*How to complete this task*
Your answer should repeat exactly the line containing "would ya mind boxing the stone" and all lines after it through the end of the material below, with no other text.

#####

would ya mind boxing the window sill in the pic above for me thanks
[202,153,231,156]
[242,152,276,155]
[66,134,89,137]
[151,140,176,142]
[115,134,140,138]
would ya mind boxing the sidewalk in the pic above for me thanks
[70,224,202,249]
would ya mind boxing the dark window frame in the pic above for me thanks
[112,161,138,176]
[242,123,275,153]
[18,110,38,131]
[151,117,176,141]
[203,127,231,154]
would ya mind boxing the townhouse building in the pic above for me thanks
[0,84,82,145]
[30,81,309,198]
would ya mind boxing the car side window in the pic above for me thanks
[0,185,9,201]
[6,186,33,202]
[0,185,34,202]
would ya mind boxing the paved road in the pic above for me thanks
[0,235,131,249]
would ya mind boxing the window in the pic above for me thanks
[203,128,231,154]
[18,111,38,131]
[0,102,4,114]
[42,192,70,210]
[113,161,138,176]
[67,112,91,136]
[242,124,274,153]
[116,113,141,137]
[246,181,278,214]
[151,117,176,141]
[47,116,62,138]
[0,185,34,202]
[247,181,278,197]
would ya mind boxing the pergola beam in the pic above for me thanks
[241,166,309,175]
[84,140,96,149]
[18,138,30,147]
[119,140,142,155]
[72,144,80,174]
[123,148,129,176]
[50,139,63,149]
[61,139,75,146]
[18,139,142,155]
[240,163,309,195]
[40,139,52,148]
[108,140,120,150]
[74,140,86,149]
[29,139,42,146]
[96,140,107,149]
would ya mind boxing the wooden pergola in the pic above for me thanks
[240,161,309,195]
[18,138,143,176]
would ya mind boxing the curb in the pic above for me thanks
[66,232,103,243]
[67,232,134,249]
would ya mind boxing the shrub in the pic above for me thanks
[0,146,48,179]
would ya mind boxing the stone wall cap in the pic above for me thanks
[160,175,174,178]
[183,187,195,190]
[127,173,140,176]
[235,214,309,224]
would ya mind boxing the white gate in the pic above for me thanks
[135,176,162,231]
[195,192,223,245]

#####

*Response box*
would ya mind boxing the stone wall cap in the pic above for me thanks
[160,175,174,178]
[183,187,195,190]
[127,173,140,176]
[235,214,309,224]
would ya mind boxing the white gate in the pic above for me thanks
[135,176,162,231]
[195,192,223,245]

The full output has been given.